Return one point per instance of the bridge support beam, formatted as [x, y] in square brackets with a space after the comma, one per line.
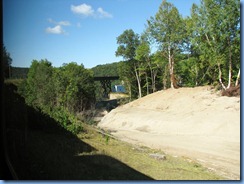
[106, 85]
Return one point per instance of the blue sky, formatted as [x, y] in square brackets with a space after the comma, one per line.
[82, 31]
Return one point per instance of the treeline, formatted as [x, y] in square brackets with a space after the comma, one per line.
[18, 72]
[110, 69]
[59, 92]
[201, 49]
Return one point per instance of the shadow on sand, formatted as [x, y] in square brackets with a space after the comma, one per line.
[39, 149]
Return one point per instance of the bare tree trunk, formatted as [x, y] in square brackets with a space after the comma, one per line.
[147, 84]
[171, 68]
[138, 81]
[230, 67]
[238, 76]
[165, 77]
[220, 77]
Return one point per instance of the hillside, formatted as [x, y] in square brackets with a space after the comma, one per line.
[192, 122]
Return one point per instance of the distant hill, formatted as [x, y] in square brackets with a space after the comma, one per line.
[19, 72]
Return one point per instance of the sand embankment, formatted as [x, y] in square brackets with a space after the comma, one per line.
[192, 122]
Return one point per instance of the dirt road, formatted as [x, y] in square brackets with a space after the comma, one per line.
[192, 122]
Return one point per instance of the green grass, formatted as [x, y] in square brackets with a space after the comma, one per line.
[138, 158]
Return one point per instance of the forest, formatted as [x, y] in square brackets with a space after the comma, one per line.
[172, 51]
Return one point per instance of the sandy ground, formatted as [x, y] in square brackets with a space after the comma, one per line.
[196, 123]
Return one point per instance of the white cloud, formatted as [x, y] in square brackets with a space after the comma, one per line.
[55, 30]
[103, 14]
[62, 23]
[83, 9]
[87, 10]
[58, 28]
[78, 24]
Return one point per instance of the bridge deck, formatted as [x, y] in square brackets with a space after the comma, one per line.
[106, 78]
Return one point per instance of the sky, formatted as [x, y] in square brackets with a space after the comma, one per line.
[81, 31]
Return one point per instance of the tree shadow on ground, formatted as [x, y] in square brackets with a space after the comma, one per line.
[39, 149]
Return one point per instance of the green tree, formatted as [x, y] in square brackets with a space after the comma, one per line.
==
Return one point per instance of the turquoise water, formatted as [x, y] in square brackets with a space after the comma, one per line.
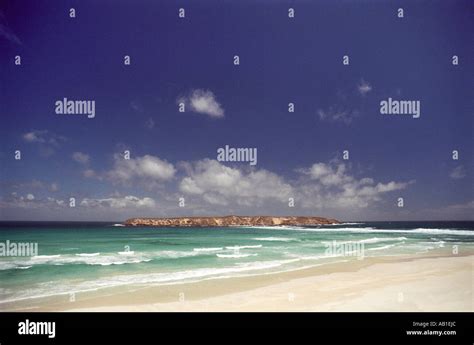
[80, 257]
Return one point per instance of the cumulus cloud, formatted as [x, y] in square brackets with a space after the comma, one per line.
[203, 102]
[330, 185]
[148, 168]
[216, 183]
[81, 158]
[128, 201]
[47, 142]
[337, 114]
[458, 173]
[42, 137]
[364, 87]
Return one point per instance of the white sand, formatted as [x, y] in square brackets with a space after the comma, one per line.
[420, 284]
--
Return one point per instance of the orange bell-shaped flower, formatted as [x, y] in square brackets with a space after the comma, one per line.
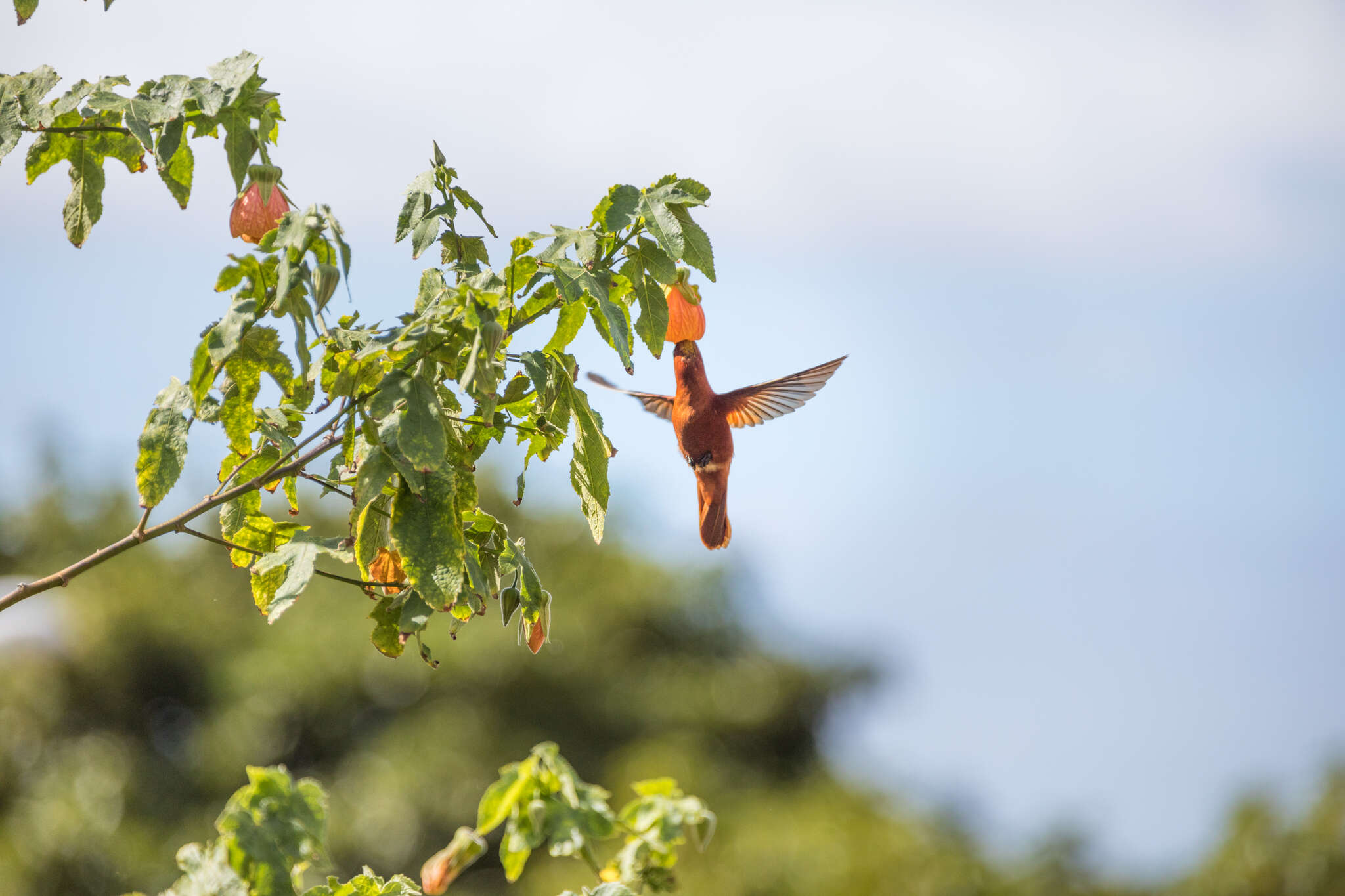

STATED TASK: Copy the lines from the one with "Return one point per instance of the tree shadow" up to and including the one with "Return one point per instance of the green tree, formatted", substituting "oak tree" for "green tree" and leaving everything else as it is.

RESPONSE TO THIS EXERCISE:
Return one point per instance of the tree shadow on ground, formatted as [x, y] in square brackets with a space after the comma, one per line.
[39, 149]
Return one point per instance of the oak tree, formatted as [x, y] in square brackets with a space after the comma, one per line.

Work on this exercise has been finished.